##### Provided data

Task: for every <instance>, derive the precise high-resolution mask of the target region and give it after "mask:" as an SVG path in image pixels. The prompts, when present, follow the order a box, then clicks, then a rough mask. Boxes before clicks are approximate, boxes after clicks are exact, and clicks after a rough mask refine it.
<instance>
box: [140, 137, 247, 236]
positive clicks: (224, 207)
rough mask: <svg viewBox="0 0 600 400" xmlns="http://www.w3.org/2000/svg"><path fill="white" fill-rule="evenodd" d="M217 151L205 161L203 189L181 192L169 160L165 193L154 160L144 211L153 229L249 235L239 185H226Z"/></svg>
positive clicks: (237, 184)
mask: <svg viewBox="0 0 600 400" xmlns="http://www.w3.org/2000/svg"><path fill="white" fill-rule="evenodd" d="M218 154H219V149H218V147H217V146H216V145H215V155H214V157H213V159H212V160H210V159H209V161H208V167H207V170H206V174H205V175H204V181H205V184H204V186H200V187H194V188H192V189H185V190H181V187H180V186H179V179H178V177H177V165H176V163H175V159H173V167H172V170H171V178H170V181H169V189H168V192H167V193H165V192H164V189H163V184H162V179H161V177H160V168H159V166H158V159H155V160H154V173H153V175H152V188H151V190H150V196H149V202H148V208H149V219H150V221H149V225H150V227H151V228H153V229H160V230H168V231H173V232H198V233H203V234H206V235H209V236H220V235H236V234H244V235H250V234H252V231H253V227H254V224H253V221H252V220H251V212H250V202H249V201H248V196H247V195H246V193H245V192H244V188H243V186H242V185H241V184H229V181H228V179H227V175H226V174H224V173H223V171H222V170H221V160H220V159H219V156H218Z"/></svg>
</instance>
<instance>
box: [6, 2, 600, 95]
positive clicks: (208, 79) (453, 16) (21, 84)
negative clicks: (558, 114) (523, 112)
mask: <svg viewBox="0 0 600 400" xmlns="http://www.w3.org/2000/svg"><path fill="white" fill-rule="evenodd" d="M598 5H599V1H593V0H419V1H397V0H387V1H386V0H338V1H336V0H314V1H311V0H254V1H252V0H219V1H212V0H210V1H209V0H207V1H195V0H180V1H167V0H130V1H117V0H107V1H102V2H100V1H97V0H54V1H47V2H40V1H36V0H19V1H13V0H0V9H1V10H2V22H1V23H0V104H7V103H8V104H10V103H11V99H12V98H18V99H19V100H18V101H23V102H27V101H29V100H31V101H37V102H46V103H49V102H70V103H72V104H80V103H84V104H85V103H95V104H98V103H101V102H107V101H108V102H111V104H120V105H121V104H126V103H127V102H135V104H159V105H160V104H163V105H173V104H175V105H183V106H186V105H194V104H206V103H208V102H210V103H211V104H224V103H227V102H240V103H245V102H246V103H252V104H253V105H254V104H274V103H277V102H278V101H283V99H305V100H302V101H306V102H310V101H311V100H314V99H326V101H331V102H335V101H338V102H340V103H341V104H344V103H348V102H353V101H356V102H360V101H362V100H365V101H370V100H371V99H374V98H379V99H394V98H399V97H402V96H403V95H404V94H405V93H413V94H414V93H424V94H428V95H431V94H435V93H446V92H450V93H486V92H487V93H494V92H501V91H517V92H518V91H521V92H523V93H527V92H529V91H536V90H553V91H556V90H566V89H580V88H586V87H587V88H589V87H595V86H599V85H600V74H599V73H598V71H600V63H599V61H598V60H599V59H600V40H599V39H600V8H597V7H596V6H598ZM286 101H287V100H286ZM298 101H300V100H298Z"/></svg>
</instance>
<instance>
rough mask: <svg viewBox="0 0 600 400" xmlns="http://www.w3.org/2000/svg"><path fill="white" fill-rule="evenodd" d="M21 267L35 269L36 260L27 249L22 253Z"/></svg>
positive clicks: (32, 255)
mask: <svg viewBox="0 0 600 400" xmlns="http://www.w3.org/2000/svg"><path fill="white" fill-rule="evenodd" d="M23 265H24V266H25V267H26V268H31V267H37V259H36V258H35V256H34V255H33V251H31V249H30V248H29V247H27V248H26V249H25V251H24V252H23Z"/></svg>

##########

### Aim of the task
Reproduce all of the records above verbatim, line for line, without altering any character.

### Answer to this task
Task: for every <instance>, derive the precise high-resolution mask of the target region and give it after "mask:" as an SVG path in image pixels. The prompts, when present, follow the order a box, then clicks, then a rough mask. Boxes before clicks are approximate, boxes after clicks are exact, and clicks after a rough mask refine it.
<instance>
box: [140, 137, 247, 236]
positive clicks: (224, 207)
rough mask: <svg viewBox="0 0 600 400" xmlns="http://www.w3.org/2000/svg"><path fill="white" fill-rule="evenodd" d="M217 151L205 161L203 189L181 192L169 160L165 193L154 160L144 211L153 229L249 235L239 185H226Z"/></svg>
positive clicks: (237, 184)
mask: <svg viewBox="0 0 600 400" xmlns="http://www.w3.org/2000/svg"><path fill="white" fill-rule="evenodd" d="M218 154H219V149H218V147H217V146H216V145H215V155H214V157H213V159H212V160H210V159H209V161H208V167H207V170H206V174H205V175H204V181H205V184H204V186H200V187H194V188H192V189H185V190H181V187H180V186H179V179H178V177H177V165H176V163H175V159H173V167H172V170H171V178H170V181H169V189H168V192H167V193H165V192H164V189H163V184H162V179H161V177H160V168H159V166H158V159H155V160H154V173H153V175H152V188H151V190H150V196H149V202H148V208H149V219H150V221H149V225H150V227H151V228H153V229H160V230H168V231H173V232H198V233H203V234H206V235H209V236H220V235H236V234H244V235H250V234H252V231H253V227H254V224H253V221H252V220H251V212H250V202H249V201H248V196H247V195H246V193H245V192H244V188H243V186H242V185H241V184H229V181H228V179H227V175H226V174H224V173H223V171H222V170H221V160H220V159H219V156H218Z"/></svg>
</instance>
<instance>
box: [6, 2, 600, 95]
positive clicks: (208, 79) (453, 16) (21, 84)
negative clicks: (558, 114) (523, 112)
mask: <svg viewBox="0 0 600 400" xmlns="http://www.w3.org/2000/svg"><path fill="white" fill-rule="evenodd" d="M598 5H599V1H593V0H419V1H397V0H387V1H386V0H338V1H336V0H314V1H311V0H254V1H252V0H219V1H212V0H210V1H209V0H207V1H195V0H180V1H167V0H130V1H117V0H107V1H102V2H100V1H97V0H54V1H47V2H40V1H36V0H19V1H13V0H0V9H1V10H2V22H1V23H0V104H7V103H8V104H10V103H11V99H12V98H18V99H19V100H18V101H23V102H27V101H29V100H31V101H37V102H46V103H49V102H70V103H72V104H80V103H84V104H85V103H95V104H98V103H101V102H107V101H108V102H111V104H120V105H121V104H126V103H127V102H135V104H159V105H160V104H163V105H173V104H175V105H183V106H186V105H194V104H206V103H208V102H210V103H211V104H224V103H227V102H240V103H245V102H246V103H252V104H253V105H254V104H274V103H277V102H278V101H283V99H305V100H302V101H306V102H310V101H311V100H314V99H326V101H331V102H335V101H338V102H340V103H341V104H344V103H348V102H353V101H356V102H360V101H362V100H365V101H370V100H371V99H374V98H379V99H394V98H399V97H402V96H403V95H404V94H405V93H413V94H414V93H424V94H428V95H431V94H435V93H446V92H450V93H486V92H487V93H494V92H501V91H517V92H518V91H521V92H523V93H527V92H529V91H536V90H553V91H556V90H566V89H580V88H586V87H587V88H589V87H595V86H599V85H600V74H599V73H598V71H600V63H599V61H598V60H599V59H600V40H599V39H600V8H597V7H596V6H598ZM286 101H287V100H286ZM298 101H300V100H298Z"/></svg>
</instance>
<instance>
rough mask: <svg viewBox="0 0 600 400" xmlns="http://www.w3.org/2000/svg"><path fill="white" fill-rule="evenodd" d="M21 267L35 269L36 260L27 249L22 253Z"/></svg>
positive clicks: (32, 255)
mask: <svg viewBox="0 0 600 400" xmlns="http://www.w3.org/2000/svg"><path fill="white" fill-rule="evenodd" d="M23 265H24V266H25V267H26V268H31V267H37V259H36V258H35V256H34V255H33V251H31V249H30V248H29V247H27V248H26V249H25V251H24V252H23Z"/></svg>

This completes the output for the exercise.